> [PROBLEM STATEMENT] How many lines in the data below include the word "tree"? Respond with the number, nothing more.

> [RECORDS TO USE]
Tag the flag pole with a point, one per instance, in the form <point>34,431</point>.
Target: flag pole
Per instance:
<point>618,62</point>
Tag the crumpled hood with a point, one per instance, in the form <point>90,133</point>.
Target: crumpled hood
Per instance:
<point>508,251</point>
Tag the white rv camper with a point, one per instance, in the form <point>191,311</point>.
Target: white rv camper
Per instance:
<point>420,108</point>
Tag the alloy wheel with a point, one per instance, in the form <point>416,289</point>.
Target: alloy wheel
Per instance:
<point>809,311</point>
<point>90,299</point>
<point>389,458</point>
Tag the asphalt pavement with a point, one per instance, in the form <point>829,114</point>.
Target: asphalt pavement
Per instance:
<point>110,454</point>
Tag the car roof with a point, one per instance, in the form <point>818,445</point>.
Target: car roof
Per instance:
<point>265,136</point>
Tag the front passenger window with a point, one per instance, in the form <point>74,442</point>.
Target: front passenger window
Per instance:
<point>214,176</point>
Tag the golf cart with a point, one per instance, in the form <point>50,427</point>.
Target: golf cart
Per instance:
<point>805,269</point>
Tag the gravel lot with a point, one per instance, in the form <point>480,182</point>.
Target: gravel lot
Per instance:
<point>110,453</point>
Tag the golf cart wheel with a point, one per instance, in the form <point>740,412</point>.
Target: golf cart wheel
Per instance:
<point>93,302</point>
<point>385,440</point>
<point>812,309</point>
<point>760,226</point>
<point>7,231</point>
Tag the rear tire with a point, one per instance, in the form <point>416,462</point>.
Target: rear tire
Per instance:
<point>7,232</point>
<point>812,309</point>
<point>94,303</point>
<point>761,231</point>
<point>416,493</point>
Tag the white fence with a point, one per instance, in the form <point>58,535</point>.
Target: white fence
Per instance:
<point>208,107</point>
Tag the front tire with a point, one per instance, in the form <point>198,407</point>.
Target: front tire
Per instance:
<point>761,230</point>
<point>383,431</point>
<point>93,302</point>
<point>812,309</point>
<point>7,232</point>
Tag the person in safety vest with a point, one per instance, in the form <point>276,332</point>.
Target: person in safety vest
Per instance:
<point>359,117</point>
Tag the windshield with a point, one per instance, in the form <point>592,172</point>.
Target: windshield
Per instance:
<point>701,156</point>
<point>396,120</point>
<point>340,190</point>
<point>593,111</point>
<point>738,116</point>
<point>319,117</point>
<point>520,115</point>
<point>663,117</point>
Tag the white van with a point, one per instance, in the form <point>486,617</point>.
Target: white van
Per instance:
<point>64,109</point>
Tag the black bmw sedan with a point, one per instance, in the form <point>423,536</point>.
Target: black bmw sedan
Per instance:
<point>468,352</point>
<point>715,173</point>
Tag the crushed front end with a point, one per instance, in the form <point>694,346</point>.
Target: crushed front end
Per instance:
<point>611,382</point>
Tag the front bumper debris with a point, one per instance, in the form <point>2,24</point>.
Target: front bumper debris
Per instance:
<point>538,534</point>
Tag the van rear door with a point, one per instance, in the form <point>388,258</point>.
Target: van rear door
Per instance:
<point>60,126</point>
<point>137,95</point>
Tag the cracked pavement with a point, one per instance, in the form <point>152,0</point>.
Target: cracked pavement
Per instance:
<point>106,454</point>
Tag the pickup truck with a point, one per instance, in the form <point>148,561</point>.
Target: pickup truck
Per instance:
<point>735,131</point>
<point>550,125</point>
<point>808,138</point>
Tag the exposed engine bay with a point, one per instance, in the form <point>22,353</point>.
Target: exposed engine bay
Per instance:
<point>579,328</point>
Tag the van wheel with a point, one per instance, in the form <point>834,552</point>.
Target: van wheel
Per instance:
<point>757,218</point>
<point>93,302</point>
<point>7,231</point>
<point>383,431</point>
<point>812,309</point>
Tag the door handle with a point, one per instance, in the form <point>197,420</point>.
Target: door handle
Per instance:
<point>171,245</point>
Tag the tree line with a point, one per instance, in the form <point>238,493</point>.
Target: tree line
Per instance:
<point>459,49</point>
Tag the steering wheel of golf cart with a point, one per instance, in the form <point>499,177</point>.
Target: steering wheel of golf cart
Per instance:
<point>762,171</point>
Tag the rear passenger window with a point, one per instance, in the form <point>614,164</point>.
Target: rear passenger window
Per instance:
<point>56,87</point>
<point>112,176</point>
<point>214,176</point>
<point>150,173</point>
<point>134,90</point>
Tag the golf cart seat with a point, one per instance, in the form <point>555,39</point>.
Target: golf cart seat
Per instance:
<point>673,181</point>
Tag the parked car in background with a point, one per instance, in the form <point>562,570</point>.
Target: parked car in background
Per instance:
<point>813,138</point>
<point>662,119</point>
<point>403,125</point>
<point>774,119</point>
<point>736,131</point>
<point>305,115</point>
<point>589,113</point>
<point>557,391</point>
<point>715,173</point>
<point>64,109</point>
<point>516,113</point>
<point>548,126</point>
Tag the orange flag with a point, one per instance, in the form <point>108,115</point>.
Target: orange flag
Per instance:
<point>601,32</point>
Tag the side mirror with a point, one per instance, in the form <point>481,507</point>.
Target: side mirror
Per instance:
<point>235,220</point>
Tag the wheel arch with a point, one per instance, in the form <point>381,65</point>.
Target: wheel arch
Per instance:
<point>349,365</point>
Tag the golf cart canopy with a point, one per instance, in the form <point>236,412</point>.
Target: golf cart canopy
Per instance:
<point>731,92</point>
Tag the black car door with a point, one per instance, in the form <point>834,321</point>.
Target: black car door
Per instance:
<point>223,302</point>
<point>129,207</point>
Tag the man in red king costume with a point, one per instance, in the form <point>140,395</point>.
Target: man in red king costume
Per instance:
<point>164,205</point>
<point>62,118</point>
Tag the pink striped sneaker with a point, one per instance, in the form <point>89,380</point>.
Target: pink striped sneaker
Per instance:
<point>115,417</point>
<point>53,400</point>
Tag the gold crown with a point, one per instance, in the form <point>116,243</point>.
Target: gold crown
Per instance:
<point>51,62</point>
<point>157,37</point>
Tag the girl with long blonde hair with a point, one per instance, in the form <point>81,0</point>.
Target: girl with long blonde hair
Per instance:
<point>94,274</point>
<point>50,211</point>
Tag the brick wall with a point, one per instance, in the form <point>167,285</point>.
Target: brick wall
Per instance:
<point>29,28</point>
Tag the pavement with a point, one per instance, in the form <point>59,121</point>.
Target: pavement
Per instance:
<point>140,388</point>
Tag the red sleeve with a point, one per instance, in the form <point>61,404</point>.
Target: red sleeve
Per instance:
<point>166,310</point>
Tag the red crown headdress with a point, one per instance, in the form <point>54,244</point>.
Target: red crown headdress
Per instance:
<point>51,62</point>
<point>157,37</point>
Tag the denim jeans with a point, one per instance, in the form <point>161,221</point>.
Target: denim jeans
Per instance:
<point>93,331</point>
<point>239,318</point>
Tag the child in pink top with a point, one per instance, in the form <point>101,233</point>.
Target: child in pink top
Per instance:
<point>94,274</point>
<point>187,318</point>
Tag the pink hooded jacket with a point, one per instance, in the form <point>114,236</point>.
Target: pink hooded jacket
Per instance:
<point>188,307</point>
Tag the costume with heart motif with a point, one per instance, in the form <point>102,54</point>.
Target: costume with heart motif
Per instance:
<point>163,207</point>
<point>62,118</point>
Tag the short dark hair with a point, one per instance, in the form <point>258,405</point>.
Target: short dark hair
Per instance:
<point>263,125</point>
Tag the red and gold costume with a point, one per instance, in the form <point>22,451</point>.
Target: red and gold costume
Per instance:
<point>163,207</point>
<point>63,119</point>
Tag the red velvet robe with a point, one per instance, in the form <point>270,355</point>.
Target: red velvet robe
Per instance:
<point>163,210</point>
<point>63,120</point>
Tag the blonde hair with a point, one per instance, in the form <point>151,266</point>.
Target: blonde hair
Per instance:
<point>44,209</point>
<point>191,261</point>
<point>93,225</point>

> [COMPLETED TASK] 2